Quote the entries that follow exactly, leaving none out.

** DATA EXTRACT follows **

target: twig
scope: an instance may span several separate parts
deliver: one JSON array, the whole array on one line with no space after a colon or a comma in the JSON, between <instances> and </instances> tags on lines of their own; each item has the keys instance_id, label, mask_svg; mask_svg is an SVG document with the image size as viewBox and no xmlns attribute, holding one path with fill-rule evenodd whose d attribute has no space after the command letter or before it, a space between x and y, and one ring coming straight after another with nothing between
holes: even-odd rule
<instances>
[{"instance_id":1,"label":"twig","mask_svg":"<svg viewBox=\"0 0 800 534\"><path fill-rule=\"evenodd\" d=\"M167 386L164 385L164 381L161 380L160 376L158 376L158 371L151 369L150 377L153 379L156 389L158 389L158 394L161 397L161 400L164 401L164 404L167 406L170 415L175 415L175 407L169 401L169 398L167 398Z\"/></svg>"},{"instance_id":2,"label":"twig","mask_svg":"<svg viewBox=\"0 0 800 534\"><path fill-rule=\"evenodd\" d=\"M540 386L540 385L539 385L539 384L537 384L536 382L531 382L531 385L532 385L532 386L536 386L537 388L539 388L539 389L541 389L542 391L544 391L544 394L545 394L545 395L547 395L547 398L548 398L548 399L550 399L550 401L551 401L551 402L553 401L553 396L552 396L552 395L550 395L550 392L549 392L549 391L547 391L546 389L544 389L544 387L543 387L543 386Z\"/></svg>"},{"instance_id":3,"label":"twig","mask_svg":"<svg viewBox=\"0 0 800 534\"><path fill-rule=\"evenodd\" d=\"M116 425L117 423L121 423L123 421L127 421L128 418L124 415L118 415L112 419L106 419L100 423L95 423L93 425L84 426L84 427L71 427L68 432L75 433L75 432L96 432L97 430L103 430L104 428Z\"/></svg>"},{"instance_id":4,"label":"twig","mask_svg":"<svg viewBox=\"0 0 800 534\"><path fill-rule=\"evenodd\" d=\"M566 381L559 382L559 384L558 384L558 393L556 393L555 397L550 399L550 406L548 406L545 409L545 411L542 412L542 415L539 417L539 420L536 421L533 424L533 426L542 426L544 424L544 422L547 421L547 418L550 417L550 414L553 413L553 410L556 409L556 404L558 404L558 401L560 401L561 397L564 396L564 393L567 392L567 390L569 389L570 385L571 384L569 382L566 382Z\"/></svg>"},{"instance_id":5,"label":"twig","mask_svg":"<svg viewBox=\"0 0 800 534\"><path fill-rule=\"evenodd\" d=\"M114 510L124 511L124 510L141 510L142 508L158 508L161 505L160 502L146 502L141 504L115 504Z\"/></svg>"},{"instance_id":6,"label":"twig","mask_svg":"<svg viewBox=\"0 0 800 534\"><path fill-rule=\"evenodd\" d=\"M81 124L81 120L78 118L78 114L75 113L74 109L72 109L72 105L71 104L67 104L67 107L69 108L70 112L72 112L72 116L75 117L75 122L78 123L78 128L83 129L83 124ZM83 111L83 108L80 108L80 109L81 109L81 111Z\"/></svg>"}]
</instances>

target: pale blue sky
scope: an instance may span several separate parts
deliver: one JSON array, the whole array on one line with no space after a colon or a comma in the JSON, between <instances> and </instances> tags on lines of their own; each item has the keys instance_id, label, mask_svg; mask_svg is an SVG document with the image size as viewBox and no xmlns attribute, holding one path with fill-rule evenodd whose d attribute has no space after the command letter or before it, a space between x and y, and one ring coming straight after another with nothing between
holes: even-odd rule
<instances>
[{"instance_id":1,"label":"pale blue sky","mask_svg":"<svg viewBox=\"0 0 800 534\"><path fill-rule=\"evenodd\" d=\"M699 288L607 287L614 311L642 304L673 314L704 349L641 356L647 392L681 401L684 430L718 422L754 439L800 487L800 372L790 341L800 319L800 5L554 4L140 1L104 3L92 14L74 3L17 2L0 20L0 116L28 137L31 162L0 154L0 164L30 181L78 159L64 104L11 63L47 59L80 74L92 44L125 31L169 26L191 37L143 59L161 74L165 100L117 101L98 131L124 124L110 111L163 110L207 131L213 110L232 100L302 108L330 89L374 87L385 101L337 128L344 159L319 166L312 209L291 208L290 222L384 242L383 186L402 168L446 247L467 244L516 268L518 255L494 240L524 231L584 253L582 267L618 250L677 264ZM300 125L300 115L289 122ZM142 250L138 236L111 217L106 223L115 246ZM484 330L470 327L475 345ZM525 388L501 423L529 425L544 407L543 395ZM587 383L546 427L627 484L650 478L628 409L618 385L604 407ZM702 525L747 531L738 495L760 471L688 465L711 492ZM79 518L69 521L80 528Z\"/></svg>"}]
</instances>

** End of DATA EXTRACT **

- ANSWER FOR THIS EXERCISE -
target: twig
scope: an instance may span several separate parts
deliver: one JSON array, the whole array on one line with no space after a colon or a comma in the JSON, between <instances> and </instances> tags on lines of their own; each item has the keys instance_id, label, mask_svg; mask_svg is an SVG document with the image size as viewBox and no xmlns attribute, holding one path with fill-rule evenodd whose d attribute has no space after the command letter or before it, a space between x and y, and one ring coming straight after another with nothing between
holes: even-odd rule
<instances>
[{"instance_id":1,"label":"twig","mask_svg":"<svg viewBox=\"0 0 800 534\"><path fill-rule=\"evenodd\" d=\"M167 386L164 385L164 381L161 380L160 376L158 376L158 371L151 369L150 377L153 379L156 389L158 389L158 394L161 397L161 400L164 401L164 404L167 406L170 415L175 415L175 407L169 401L169 398L167 398Z\"/></svg>"},{"instance_id":2,"label":"twig","mask_svg":"<svg viewBox=\"0 0 800 534\"><path fill-rule=\"evenodd\" d=\"M540 386L540 385L539 385L539 384L537 384L536 382L531 382L531 385L532 385L532 386L536 386L537 388L539 388L539 389L541 389L542 391L544 391L544 394L545 394L545 395L547 395L547 398L548 398L548 399L550 399L550 401L551 401L551 402L553 401L553 396L552 396L552 395L550 395L550 392L549 392L549 391L547 391L546 389L544 389L544 387L543 387L543 386Z\"/></svg>"},{"instance_id":3,"label":"twig","mask_svg":"<svg viewBox=\"0 0 800 534\"><path fill-rule=\"evenodd\" d=\"M116 425L117 423L121 423L123 421L127 421L128 418L124 415L118 415L112 419L106 419L100 423L95 423L93 425L84 426L84 427L71 427L68 432L75 433L75 432L96 432L97 430L103 430L104 428Z\"/></svg>"},{"instance_id":4,"label":"twig","mask_svg":"<svg viewBox=\"0 0 800 534\"><path fill-rule=\"evenodd\" d=\"M566 381L559 382L559 384L558 384L558 393L556 393L555 397L550 399L550 406L548 406L545 409L545 411L542 412L542 415L539 417L539 420L536 421L533 424L533 426L542 426L544 424L544 422L547 421L547 418L550 417L550 414L553 413L553 410L556 409L556 404L558 404L558 401L560 401L561 397L564 396L564 393L567 392L567 390L569 389L570 385L571 384L569 382L566 382Z\"/></svg>"},{"instance_id":5,"label":"twig","mask_svg":"<svg viewBox=\"0 0 800 534\"><path fill-rule=\"evenodd\" d=\"M114 510L124 511L124 510L141 510L142 508L158 508L161 505L160 502L146 502L141 504L115 504Z\"/></svg>"},{"instance_id":6,"label":"twig","mask_svg":"<svg viewBox=\"0 0 800 534\"><path fill-rule=\"evenodd\" d=\"M81 124L81 120L78 118L78 114L75 113L74 109L72 109L72 105L71 104L67 104L67 107L69 108L70 112L72 112L72 116L75 117L75 122L78 123L78 128L83 129L83 124ZM83 111L83 108L80 108L80 109L81 109L81 111Z\"/></svg>"}]
</instances>

target: pale blue sky
scope: an instance may span several separate parts
deliver: one JSON array, the whole array on one line with no space after a colon or a comma in the JSON, between <instances> and </instances> tags on lines of their own; each item has the keys instance_id, label, mask_svg; mask_svg is an SVG document with the image size as viewBox and no xmlns attribute, holding one path with fill-rule evenodd whose d attribute has no space after the command letter or before it, a space between x and y, and one ring coming straight after another with nothing between
holes: even-odd rule
<instances>
[{"instance_id":1,"label":"pale blue sky","mask_svg":"<svg viewBox=\"0 0 800 534\"><path fill-rule=\"evenodd\" d=\"M699 288L607 287L614 311L642 304L673 314L704 349L641 356L647 392L681 401L684 430L718 422L754 439L800 487L800 372L790 341L800 319L800 5L554 4L140 1L104 3L92 14L74 3L17 2L0 20L0 116L28 137L31 162L0 154L0 164L30 181L78 159L64 104L11 63L47 59L80 74L92 44L125 31L169 26L191 37L143 59L161 74L165 100L117 101L98 131L124 124L110 111L163 110L207 131L213 110L232 100L302 108L330 89L374 87L385 101L337 128L344 159L319 166L312 209L291 208L290 222L384 242L383 186L402 168L446 247L467 244L516 268L518 255L494 240L524 231L584 253L582 267L618 250L677 264ZM300 125L300 115L289 122ZM142 250L138 236L111 217L106 223L115 246ZM484 330L470 327L475 345ZM525 388L501 423L529 425L544 407L543 395ZM587 383L546 427L627 484L650 478L628 409L618 385L604 407ZM702 525L747 531L738 495L760 471L688 465L711 492ZM79 518L69 521L80 528Z\"/></svg>"}]
</instances>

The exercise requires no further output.